• Directive: Swap "firefighter" for "rescue worker" throughout the records and give the lines back with everything else unchanged. Omit the pictures.

# Extracted data start

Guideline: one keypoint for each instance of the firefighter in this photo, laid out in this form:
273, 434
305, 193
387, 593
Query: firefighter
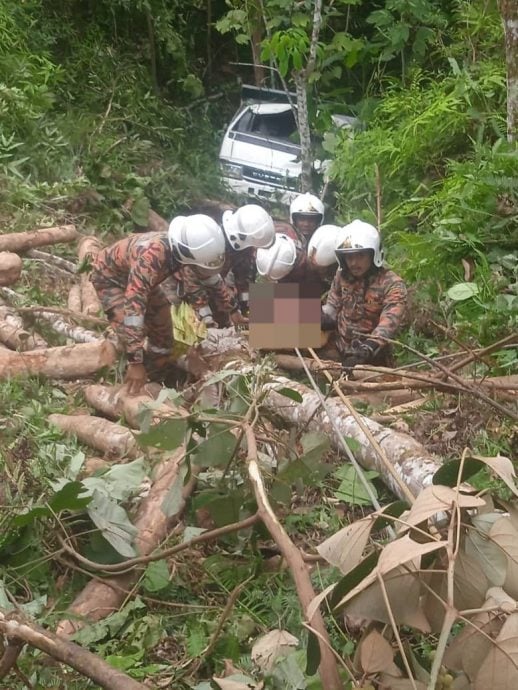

# Extracted data end

• Answer to this problem:
Guideline: one keypoint for each instance of the rescue worker in this photo, laid out in this form:
273, 434
305, 193
387, 593
Query: rescue worker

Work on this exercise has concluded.